→ REQUIREMENT: Starting with the line that contains "Provide the outline of each instance of the red", reproduce each line through the end of the listing below, with no other output.

→ GIVEN DATA:

================

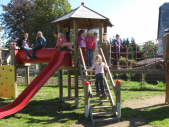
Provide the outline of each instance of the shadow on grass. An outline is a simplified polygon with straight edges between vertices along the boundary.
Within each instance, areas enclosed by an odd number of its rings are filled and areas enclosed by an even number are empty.
[[[64,98],[64,100],[68,100]],[[7,105],[7,102],[1,102],[0,106]],[[12,117],[18,119],[27,119],[27,123],[66,123],[84,121],[84,107],[76,109],[74,104],[59,102],[59,99],[32,100],[27,106]],[[9,119],[5,117],[3,119]],[[90,120],[89,120],[90,121]]]

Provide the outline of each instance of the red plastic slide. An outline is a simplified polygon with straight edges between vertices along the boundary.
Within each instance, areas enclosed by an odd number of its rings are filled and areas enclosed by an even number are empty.
[[[69,51],[55,51],[48,65],[28,85],[28,87],[9,105],[0,108],[0,118],[22,110],[46,81],[62,65],[71,65],[72,55]]]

================

→ ANSWER SPACE:
Provide the outline of each instance of the red plastic slide. An outline is a simplified polygon with straight edges between vertices along the boundary.
Within each instance, areas enclosed by an odd number of its rings are filled and areas enclosed by an even number are empty.
[[[69,51],[55,51],[48,65],[28,85],[28,87],[9,105],[0,108],[0,118],[22,110],[46,81],[62,65],[71,65],[72,55]]]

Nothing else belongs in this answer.